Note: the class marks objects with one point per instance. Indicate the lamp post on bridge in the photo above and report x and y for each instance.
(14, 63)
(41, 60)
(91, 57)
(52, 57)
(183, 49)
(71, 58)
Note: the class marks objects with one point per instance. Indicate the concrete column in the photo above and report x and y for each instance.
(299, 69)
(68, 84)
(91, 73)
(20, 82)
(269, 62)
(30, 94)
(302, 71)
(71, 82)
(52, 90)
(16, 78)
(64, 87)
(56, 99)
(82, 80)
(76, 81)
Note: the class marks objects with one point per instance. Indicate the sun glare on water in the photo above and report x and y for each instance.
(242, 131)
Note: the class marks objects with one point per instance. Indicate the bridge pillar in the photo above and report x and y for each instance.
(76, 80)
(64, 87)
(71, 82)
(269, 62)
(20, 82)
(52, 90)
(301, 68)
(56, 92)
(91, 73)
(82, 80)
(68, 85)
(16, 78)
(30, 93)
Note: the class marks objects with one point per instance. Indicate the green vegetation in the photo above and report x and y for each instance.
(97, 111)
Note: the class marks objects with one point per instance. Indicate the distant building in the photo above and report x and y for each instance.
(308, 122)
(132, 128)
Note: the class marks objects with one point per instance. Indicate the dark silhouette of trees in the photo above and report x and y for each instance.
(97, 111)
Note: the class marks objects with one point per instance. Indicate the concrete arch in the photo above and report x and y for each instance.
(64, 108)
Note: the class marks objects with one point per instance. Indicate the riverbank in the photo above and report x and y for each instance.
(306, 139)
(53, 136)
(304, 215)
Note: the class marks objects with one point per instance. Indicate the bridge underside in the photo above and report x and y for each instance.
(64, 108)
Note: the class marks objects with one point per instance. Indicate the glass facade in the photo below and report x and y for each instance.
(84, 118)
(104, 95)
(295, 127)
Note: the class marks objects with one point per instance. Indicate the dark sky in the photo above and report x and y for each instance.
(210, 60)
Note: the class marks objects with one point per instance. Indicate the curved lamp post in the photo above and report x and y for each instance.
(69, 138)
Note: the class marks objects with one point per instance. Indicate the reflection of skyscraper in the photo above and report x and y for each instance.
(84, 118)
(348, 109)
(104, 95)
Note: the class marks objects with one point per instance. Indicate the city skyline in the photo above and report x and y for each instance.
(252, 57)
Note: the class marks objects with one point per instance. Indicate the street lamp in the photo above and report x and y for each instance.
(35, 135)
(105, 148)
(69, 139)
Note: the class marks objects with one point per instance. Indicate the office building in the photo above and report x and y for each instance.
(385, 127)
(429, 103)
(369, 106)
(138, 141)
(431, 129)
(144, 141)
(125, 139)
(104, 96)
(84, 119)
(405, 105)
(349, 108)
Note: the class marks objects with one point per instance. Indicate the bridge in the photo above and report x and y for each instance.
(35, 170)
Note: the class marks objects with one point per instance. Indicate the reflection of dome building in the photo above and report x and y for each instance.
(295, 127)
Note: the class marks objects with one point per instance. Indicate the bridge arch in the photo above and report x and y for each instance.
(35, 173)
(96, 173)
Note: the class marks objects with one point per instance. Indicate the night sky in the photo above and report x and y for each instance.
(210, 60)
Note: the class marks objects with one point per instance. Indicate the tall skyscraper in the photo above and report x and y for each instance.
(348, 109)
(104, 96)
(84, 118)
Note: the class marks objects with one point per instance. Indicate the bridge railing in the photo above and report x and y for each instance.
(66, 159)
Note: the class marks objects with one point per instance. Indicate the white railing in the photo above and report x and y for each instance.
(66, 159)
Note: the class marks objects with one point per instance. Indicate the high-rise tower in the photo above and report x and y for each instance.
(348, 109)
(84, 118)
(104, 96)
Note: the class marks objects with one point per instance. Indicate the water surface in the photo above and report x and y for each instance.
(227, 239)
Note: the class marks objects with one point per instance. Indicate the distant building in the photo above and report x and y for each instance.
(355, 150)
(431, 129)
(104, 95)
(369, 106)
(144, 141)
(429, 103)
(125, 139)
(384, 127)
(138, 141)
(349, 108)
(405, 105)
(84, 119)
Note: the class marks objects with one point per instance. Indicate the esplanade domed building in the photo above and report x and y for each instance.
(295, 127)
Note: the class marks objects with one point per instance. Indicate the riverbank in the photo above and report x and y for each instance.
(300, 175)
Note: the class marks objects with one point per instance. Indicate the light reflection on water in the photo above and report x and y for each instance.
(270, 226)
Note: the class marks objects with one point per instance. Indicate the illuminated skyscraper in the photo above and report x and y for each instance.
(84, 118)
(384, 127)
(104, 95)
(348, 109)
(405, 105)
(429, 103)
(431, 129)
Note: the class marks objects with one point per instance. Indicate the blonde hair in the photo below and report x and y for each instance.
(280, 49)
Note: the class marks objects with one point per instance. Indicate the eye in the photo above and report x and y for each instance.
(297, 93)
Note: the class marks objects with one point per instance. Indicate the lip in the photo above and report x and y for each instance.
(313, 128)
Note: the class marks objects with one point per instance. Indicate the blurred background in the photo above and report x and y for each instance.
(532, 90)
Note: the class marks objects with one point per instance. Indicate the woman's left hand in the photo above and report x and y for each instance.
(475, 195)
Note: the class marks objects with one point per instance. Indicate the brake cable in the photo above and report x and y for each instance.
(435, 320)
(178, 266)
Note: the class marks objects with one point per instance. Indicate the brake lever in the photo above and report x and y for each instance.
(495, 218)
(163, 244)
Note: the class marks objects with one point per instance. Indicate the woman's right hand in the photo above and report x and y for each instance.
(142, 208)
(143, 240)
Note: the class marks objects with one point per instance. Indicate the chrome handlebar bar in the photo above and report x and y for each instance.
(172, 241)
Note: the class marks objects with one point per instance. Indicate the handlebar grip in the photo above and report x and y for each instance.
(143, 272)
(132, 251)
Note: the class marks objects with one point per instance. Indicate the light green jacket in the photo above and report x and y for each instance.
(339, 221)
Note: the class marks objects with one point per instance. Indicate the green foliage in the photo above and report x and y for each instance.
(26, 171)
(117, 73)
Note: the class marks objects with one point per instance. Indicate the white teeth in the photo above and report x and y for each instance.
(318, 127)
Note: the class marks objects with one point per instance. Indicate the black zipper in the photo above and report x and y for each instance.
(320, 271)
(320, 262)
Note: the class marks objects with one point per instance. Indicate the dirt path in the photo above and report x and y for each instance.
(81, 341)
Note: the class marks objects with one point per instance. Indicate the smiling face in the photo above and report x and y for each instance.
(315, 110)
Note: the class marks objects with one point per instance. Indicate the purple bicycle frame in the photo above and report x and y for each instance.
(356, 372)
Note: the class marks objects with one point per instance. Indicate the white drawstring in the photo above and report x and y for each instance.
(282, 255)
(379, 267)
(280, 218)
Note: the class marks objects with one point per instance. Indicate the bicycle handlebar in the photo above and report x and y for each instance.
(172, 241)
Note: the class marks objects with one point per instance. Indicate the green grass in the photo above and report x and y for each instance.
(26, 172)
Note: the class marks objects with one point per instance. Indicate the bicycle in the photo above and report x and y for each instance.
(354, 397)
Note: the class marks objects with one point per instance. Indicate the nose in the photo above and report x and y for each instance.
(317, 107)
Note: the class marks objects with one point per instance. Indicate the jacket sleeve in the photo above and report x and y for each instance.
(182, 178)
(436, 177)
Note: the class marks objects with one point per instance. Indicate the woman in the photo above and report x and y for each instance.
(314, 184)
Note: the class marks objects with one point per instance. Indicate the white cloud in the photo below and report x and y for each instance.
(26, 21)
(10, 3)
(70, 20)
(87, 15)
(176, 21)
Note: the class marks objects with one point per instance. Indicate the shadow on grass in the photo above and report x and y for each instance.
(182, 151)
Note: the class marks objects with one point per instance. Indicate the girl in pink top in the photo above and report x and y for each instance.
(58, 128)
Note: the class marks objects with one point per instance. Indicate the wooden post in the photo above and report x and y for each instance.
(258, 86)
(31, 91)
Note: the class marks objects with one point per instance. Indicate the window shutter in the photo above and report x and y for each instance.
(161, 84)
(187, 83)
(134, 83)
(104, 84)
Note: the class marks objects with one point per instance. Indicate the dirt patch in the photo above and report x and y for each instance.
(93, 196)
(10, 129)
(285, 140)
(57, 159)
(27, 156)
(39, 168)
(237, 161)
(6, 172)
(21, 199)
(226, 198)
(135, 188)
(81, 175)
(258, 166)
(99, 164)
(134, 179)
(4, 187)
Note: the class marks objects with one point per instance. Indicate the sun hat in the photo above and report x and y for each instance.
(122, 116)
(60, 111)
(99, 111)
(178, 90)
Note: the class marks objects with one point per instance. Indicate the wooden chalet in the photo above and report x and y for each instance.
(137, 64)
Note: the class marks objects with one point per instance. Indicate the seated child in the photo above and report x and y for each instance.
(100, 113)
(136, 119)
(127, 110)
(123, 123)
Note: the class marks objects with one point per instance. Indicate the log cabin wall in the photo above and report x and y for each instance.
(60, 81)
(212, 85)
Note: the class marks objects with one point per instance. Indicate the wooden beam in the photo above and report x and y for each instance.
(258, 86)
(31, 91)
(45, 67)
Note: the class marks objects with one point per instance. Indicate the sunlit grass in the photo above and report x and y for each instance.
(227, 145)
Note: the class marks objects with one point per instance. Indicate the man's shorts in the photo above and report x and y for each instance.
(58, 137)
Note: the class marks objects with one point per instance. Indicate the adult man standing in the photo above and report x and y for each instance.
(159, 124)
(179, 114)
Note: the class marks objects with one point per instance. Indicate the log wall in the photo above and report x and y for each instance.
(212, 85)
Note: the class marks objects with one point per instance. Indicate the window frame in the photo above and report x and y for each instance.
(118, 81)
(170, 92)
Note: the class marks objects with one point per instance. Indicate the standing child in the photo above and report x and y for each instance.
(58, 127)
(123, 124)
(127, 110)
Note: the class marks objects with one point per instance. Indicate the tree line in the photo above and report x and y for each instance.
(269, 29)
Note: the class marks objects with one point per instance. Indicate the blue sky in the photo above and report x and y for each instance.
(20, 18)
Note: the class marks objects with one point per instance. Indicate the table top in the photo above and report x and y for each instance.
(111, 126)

Task description -
Only a word-for-word repetition of the lines from the one containing "Indicate the blue" to the final line of the data above counts as the answer.

Answer area -
Note: the class marks objects with one point per instance. Indicate the blue sky in the photo above and report x and y for each instance.
(20, 18)
Note: the class marks objects with one point per instance. Indicate the table top in the photo above and report x and y for each instance.
(111, 126)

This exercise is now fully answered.